**Records for the task**
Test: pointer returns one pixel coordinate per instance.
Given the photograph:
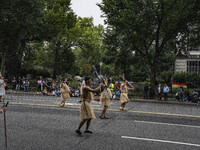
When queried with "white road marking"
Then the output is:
(163, 141)
(169, 124)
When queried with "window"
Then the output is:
(193, 66)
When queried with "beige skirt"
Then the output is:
(124, 98)
(86, 111)
(105, 102)
(64, 96)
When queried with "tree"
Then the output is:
(89, 48)
(147, 27)
(20, 22)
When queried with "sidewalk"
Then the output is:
(170, 101)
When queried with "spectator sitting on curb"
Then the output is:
(3, 109)
(45, 92)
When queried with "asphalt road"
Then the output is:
(35, 122)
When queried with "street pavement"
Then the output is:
(35, 122)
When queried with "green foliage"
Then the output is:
(74, 84)
(192, 80)
(149, 29)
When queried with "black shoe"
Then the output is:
(106, 118)
(100, 117)
(88, 131)
(78, 132)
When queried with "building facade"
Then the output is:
(190, 64)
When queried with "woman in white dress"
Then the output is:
(2, 87)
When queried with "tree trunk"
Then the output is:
(55, 70)
(3, 59)
(152, 84)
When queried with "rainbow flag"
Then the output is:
(175, 86)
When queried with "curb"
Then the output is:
(133, 99)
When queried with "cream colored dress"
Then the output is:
(86, 110)
(124, 97)
(2, 87)
(65, 91)
(105, 99)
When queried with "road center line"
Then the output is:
(169, 124)
(162, 141)
(117, 110)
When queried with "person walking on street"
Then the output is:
(111, 87)
(19, 84)
(180, 93)
(3, 109)
(166, 91)
(159, 92)
(26, 85)
(86, 110)
(2, 87)
(105, 100)
(124, 94)
(39, 87)
(146, 89)
(64, 90)
(13, 84)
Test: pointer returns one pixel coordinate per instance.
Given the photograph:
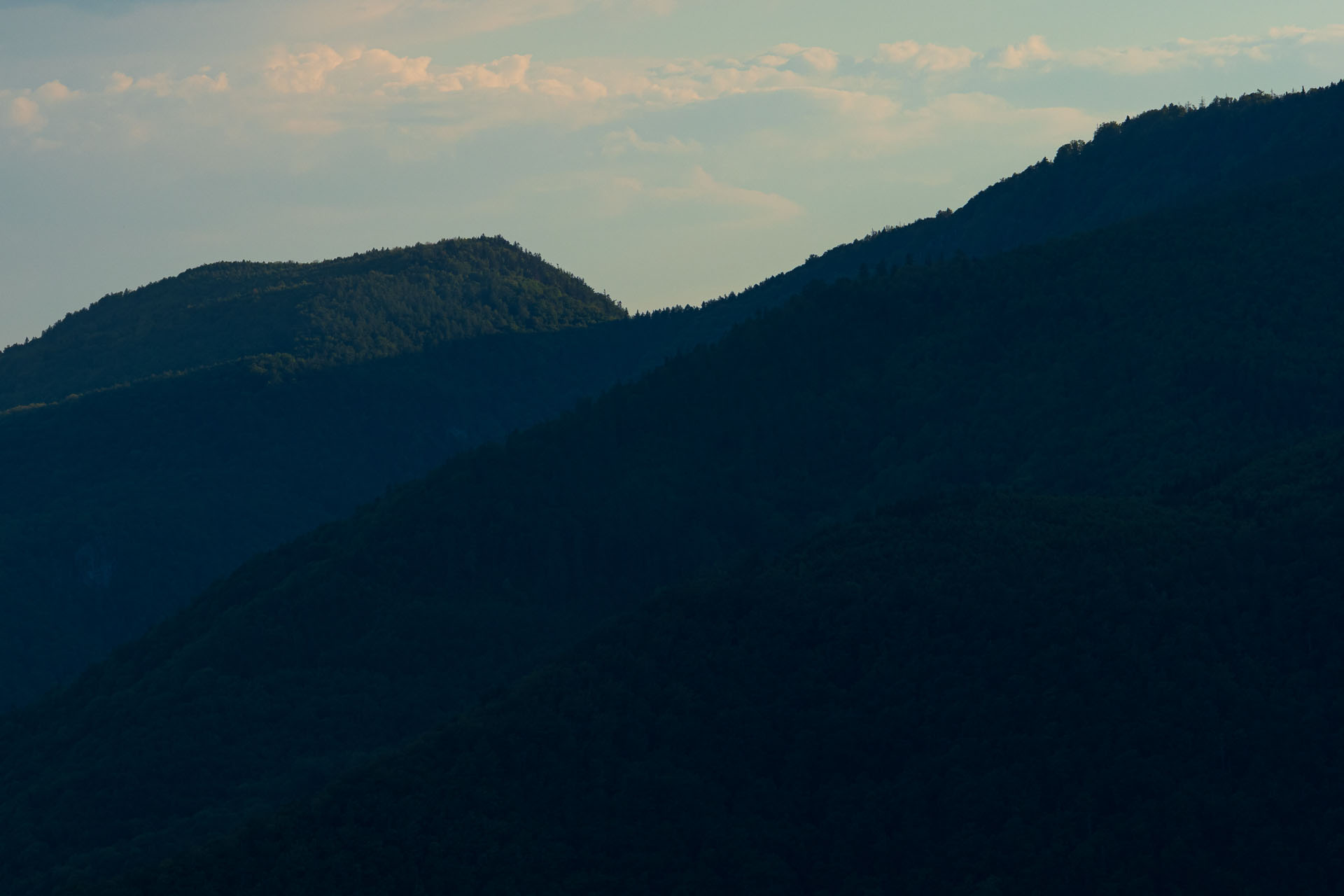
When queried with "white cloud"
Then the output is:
(164, 85)
(1023, 54)
(381, 71)
(927, 57)
(55, 92)
(1327, 34)
(704, 188)
(26, 115)
(622, 141)
(1177, 54)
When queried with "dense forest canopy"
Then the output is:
(370, 305)
(1145, 359)
(1164, 158)
(381, 377)
(377, 374)
(974, 695)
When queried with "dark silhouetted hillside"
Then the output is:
(370, 305)
(1166, 158)
(965, 696)
(124, 504)
(1144, 359)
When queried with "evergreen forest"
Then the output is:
(993, 554)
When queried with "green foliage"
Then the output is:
(979, 695)
(122, 504)
(190, 475)
(1149, 355)
(370, 305)
(1166, 158)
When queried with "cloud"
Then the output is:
(164, 85)
(381, 71)
(26, 115)
(1177, 54)
(1023, 54)
(55, 92)
(704, 188)
(622, 141)
(927, 57)
(1327, 34)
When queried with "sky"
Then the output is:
(666, 150)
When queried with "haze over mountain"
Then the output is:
(366, 371)
(974, 695)
(1151, 355)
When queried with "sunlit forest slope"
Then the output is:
(1147, 359)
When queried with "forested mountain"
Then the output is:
(124, 504)
(1152, 355)
(974, 695)
(370, 305)
(1161, 159)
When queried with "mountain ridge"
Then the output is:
(1163, 358)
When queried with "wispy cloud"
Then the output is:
(1037, 52)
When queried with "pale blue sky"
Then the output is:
(667, 150)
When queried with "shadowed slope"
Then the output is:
(981, 695)
(1116, 362)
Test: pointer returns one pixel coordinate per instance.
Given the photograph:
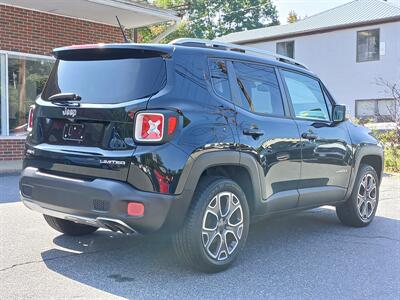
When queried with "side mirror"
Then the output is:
(339, 113)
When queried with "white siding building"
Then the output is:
(349, 47)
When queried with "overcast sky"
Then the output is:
(308, 7)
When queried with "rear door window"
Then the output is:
(259, 88)
(107, 81)
(219, 78)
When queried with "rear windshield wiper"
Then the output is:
(65, 97)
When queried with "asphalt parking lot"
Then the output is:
(298, 256)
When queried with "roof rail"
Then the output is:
(233, 47)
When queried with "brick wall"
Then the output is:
(30, 31)
(11, 149)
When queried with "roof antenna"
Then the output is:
(122, 30)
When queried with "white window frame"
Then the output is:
(4, 55)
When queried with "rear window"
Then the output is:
(107, 81)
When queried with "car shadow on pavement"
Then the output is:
(310, 252)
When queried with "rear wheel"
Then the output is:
(69, 227)
(360, 208)
(216, 226)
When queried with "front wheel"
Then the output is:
(359, 210)
(216, 226)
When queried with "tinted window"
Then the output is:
(367, 45)
(107, 81)
(306, 96)
(219, 78)
(285, 48)
(259, 88)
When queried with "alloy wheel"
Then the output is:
(222, 226)
(366, 197)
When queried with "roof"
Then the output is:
(132, 13)
(352, 14)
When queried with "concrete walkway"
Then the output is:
(10, 166)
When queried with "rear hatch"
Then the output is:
(83, 120)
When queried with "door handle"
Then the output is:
(309, 136)
(254, 132)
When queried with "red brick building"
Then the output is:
(29, 32)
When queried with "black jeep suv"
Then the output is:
(197, 138)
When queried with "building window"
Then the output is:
(368, 45)
(377, 110)
(26, 78)
(285, 48)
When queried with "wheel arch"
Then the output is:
(221, 163)
(367, 154)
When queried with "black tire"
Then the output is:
(349, 213)
(69, 227)
(189, 242)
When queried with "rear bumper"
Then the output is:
(99, 202)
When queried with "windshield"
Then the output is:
(107, 81)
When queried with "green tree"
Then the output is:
(211, 18)
(293, 17)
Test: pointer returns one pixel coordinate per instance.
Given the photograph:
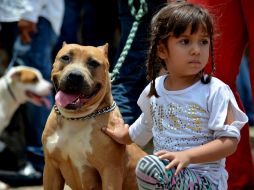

**Exercise aim**
State how many lines of the records contain the word "dress". Give only the number.

**Result**
2